··· Teks yang diberikan ···

Rabu 04 Mar 2015 13:14 WIB

Indonesia Dinilai Memerlukan Banyak Bank Berskala ASEAN

Konsolidasi Bank BUMN
Foto: Yasin Habibi/ Republika
Konsolidasi Bank BUMN

REPUBLIKA.CO.ID, JAKARTA -- Anggota Komisi XI DPR Andreas Eddy Susetyo menilai Indonesia harus mempunyai banyak bank berskala ASEAN agar perekonomian nasional terdongkrak serta mampu menghadapi era kompetisi yang sengit dengan bank-bank asing.

"Kalau tidak, ekonomi Indonesia akan selalu kalah dari negara ASEAN terutama Singapura dan Malaysia. Itulah kenapa perlunya bank-bank melakukan konsolidasi dengan banyak bank. Dalam menghadapi kompetisi tersebut, Indonesia harus memiliki bank besar yang kuat," ujar Andreas di Jakarta, Rabu (4/3).

Indonesia, lanjut Andreas, membutuhkan bank besar agar dapat menopang laju pertumbuhan ekonomi nasional. Selain itu, bila ekonomi nasional kuat, Indonesia maka bisa menjadi negara perekonomian terbesar ketujuh dunia. "Sangat perlu. Untuk KTT ekonomi Asia pada 2020 nanti, kita harus memenuhi persyaratan Qualified ASEAN Bank (QAB)," kata Andreas.

Andreas menuturkan, meski saat ini perekonomian Indonesia masuk 15 besar, Indonesia belum memiliki bank berskala besar yang mampu menyaingi bank-bank Singapura ataupun Malaysia. Sedangkan, Singapura dan Malaysia, meski tidak masuk perekonomian 15 besar dunia, bank- bank dari kedua negara itu justru lebih besar dari Indonesia. "Maka dari itu, supaya bisa unggul dari Malaysia dan Singapura, harus bisa menetapkan kebijakan konsolidasi melalui perkembangan nonorganik (merger antar bank swasta dan bank BUMN)," ujar Andreas.

···

= Tugas singkat 1 =
Saring catatan di bawah dan salin setiap baris yang memuat kata "surface". Huruf besar dan kecil harus sama persis.

··· Data yang diberikan ···

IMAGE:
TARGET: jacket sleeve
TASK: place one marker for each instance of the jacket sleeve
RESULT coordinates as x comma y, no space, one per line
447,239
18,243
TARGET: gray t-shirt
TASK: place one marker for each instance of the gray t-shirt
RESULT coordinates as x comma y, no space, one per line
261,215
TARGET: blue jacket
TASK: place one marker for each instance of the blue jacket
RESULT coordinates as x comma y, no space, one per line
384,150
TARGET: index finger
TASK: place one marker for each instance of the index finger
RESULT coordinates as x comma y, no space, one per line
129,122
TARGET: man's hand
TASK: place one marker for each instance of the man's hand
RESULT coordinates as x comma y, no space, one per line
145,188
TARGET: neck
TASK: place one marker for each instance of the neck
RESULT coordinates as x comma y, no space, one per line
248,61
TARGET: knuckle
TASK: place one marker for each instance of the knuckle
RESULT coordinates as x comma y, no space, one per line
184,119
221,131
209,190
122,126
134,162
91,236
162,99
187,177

···
··· Data yang diberikan ···

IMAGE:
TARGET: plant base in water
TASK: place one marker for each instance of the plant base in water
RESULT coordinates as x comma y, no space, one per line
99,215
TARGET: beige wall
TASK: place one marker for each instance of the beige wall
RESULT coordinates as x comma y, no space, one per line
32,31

···
··· Data yang diberikan ···

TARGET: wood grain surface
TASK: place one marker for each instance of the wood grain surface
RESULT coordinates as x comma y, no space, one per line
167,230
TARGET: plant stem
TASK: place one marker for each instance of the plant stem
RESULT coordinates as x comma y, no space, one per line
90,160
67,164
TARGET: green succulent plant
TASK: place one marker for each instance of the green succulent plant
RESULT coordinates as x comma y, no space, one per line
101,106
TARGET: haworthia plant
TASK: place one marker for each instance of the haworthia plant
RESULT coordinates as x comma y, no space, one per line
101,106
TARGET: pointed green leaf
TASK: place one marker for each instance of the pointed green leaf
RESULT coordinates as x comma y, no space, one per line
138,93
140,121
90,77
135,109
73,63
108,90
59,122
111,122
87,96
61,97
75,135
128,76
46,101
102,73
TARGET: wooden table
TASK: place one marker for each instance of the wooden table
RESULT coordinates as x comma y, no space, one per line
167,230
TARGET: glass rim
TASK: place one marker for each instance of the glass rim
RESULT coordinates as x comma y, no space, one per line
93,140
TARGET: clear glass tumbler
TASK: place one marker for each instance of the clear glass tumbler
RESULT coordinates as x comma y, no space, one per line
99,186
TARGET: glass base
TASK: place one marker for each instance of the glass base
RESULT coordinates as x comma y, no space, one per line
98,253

···

= Tugas singkat 2 =
Menurut berita tentang bank berskala ASEAN, persyaratan apa yang harus dipenuhi Indonesia untuk KTT ekonomi Asia pada 2020?

= Jawaban 1 =
TARGET: wood grain surface
TASK: place one marker for each instance of the wood grain surface

= Jawaban 2 =
Persyaratan Qualified ASEAN Bank (QAB).